-- start of Data for this exercise --

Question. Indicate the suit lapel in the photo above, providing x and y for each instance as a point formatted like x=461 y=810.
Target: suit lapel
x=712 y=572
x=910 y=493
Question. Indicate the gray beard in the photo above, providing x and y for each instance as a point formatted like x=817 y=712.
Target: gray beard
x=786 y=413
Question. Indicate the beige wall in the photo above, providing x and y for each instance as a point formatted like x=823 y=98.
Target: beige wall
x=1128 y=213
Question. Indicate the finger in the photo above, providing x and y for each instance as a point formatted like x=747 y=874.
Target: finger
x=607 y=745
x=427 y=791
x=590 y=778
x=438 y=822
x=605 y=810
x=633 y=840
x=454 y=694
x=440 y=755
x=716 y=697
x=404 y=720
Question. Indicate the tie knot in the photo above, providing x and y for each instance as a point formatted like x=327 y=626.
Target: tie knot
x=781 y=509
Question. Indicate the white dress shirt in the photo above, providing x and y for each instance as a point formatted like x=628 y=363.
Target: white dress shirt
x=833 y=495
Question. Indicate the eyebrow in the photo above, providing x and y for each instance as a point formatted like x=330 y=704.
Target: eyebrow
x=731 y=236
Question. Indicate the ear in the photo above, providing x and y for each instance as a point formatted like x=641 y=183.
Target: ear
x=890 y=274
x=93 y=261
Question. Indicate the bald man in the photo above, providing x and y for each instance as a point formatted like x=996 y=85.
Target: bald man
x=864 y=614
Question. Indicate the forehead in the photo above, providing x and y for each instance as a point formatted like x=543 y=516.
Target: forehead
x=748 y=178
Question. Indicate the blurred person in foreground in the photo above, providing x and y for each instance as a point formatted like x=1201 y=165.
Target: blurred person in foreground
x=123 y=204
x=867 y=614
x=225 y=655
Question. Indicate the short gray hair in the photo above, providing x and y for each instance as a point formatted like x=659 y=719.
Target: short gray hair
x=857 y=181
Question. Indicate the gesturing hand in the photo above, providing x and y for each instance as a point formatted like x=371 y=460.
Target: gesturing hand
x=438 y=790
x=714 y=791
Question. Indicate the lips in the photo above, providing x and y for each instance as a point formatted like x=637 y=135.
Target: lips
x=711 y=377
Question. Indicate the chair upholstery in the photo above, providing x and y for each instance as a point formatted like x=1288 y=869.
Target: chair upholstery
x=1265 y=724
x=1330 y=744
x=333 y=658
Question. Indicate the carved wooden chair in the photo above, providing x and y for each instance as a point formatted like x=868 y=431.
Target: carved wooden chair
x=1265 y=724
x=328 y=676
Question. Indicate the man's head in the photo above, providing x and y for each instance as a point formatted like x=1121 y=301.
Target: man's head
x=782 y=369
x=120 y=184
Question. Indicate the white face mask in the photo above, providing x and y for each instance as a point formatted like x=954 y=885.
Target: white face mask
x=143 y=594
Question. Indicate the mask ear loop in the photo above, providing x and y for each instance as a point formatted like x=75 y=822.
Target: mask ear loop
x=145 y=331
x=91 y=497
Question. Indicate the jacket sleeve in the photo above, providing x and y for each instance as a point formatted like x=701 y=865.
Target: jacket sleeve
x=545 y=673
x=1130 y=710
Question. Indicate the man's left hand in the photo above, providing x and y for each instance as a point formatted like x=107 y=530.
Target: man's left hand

-- end of Data for this exercise --

Output all of the lines above, copying each one exactly.

Output for this exercise:
Question. Indicate the suit lapel in the photo above, providing x and y for each instance as a point formatted like x=461 y=810.
Target: suit lapel
x=712 y=572
x=910 y=493
Question. Indicate the gray beard in the photo above, providing x and y for each instance as a point formatted like x=817 y=712.
Target: gray beard
x=786 y=413
Question. Indicate the beige wall in the photo above, providing x and y for each instance as a point formatted like x=823 y=98.
Target: beige wall
x=1128 y=213
Question. Indicate the finger in the photo above, providing x and y for each instance as a point formatted like x=747 y=874.
Target: finger
x=607 y=745
x=427 y=791
x=590 y=778
x=438 y=822
x=605 y=810
x=633 y=840
x=454 y=694
x=440 y=755
x=716 y=697
x=404 y=720
Question. Indicate the tie knot in the photo above, providing x and y for each instance as a point formatted like x=327 y=626.
Target: tie knot
x=781 y=509
Question. Indicate the white dress shirt in the photo above, providing x and y for each instance as a point formatted like x=628 y=363.
Target: white dress shirt
x=833 y=495
Question. Indicate the eyebrow in the photo above, providing x and y for each instance as a point formatted like x=330 y=704.
Target: eyebrow
x=731 y=236
Question. Indicate the ear in the photo above, providing x and y for each instance as a point formatted like x=641 y=183.
Target: ear
x=890 y=274
x=93 y=261
Question. Indicate the bald man in the photo above, providing x and y for each instance as a point formatted like x=996 y=85.
Target: bald man
x=864 y=614
Question. Indicate the forehead in the photo above, providing x and y for each instance as a point formatted like x=543 y=516.
Target: forehead
x=748 y=178
Question. Indicate the blurred person in foreground in the photo above, providing x and y for each instance as a point formatted like x=1201 y=165.
Target: blurred person in foreground
x=123 y=204
x=867 y=614
x=225 y=655
Question. Indicate the short gray hair in the photo above, providing x and y for each instance as a point formatted like x=659 y=719.
Target: short gray hair
x=857 y=181
Question. Indicate the gesturing hand in the photo above, providing x and y for each instance as a point formatted like x=371 y=460.
Target: gesturing hand
x=438 y=790
x=714 y=791
Question. Indicate the lips in the photo above, providing x and y for each instance as a point formatted like x=637 y=135.
Target: lips
x=711 y=377
Question. Indicate the chair upholstery in the photo above, providing x and y for each instance as a point formatted like x=1288 y=869.
Target: chair upholstery
x=1265 y=724
x=1330 y=744
x=333 y=658
Question. Indicate the carved wooden chair in the photo above, providing x and y for each instance as a point formatted like x=868 y=431.
Target: carved wooden chair
x=1265 y=724
x=328 y=676
Question. Indicate the man's head in the photo above, providing x and y for each instance as a point formatted like x=1121 y=301.
Target: man's head
x=782 y=369
x=120 y=184
Question. Indicate the white face mask in the photo above, providing x and y for each instance as a point formatted like x=954 y=885.
Target: white face mask
x=143 y=594
Question. Indicate the mask ear loop in the photo above, providing x and y for each instance as a point formatted like x=75 y=822.
Target: mask ear loop
x=145 y=331
x=91 y=497
Question. Indicate the jacket sleeve in the photo above, providing x and y for each instance as a point formatted like x=701 y=865.
Target: jacket sleeve
x=545 y=673
x=1130 y=710
Question. Indicate the man's left hand in the photo above, providing x and y for each instance as a point formatted like x=107 y=530.
Target: man's left hand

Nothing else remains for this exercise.